Data section:

▼

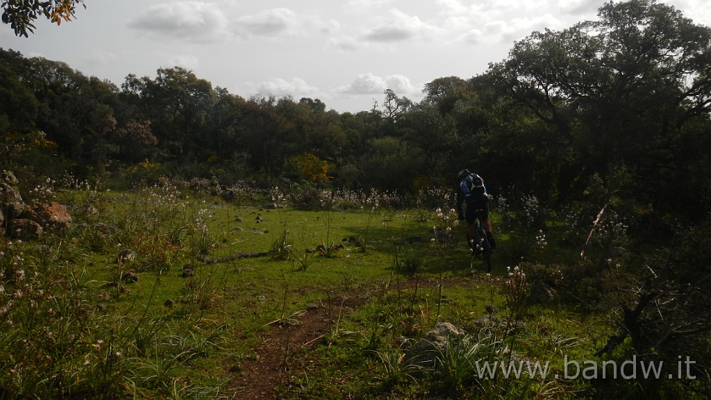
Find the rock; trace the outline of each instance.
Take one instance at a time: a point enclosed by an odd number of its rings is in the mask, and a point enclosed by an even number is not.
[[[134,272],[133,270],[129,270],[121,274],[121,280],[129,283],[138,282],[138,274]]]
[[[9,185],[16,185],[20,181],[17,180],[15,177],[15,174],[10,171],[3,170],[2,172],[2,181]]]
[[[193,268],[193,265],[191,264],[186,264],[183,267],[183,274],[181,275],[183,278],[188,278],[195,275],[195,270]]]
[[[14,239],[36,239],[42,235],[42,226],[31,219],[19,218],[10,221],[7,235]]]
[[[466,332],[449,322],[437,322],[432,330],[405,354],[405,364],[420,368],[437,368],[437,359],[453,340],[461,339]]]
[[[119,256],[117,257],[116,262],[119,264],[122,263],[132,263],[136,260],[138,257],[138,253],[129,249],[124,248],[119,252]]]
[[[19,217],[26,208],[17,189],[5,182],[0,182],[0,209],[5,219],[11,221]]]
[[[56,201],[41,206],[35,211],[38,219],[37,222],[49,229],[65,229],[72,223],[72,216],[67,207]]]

▲
▼

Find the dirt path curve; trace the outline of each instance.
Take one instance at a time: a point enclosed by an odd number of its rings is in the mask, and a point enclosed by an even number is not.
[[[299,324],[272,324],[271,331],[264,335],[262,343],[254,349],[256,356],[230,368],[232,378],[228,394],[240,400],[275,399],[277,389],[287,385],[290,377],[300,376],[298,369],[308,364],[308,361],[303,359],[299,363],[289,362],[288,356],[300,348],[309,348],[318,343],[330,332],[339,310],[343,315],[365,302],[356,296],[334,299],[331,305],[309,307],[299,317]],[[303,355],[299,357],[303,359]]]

▲
▼

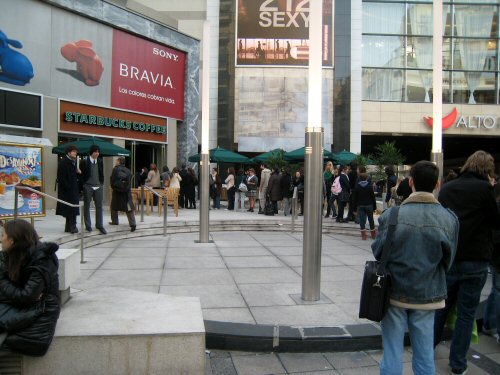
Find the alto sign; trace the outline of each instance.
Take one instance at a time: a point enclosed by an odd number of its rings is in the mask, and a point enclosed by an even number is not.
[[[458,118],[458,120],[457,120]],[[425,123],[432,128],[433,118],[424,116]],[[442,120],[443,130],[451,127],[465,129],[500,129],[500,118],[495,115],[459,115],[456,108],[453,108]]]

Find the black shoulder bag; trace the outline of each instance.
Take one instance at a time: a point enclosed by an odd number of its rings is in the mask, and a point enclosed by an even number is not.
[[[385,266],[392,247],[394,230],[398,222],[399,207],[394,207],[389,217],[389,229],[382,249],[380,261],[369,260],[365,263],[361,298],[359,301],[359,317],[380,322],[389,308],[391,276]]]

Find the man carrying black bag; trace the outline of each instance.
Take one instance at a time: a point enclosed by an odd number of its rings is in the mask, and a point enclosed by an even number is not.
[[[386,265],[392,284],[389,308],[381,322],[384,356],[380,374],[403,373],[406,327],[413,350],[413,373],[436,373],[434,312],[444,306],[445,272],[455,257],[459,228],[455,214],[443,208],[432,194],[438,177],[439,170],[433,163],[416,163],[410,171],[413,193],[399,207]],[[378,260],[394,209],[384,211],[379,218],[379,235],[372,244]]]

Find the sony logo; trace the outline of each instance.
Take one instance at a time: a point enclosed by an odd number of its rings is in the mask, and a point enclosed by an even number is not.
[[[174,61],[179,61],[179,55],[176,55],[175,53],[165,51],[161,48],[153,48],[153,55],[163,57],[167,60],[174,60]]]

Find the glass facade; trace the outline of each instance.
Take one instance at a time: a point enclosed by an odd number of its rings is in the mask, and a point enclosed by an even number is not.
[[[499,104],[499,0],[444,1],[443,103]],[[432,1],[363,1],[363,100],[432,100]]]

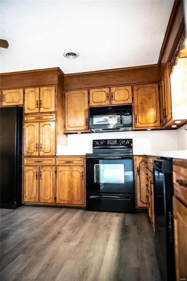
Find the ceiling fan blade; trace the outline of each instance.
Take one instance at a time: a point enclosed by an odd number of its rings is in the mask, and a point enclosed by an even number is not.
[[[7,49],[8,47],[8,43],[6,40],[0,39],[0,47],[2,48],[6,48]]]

▲

Job: Copy the listing verbatim, beginning at the line that contains "Find the sony" and stopping after the line that contains "[[[7,49],[8,47],[8,43],[6,40],[0,39],[0,47],[2,48],[6,48]]]". Omit the pictures from your copy.

Written response:
Find the sony logo; trace the outline of each instance.
Take one instance at a time: a point enclosed by an odd number of its rings is in the mask, and a point enclosed by an even number is not.
[[[174,61],[179,61],[179,55],[176,55],[175,53],[165,51],[161,48],[153,48],[153,55],[163,57],[167,60],[174,60]]]

Find the glass facade; trace the outline of each instance.
Take one instance at a time: a point enclosed by an odd number of its rings is in the mask, and a point enclosed by an even number is not.
[[[499,104],[499,0],[444,1],[443,103]],[[432,1],[363,1],[363,100],[432,100]]]

Find the ceiling fan blade; trace the outline of each instance.
Take one instance at a time: a point enclosed by an odd number of its rings is in the mask, and a point enclosed by an even number is not.
[[[7,49],[8,47],[8,43],[6,40],[0,39],[0,47],[2,48],[6,48]]]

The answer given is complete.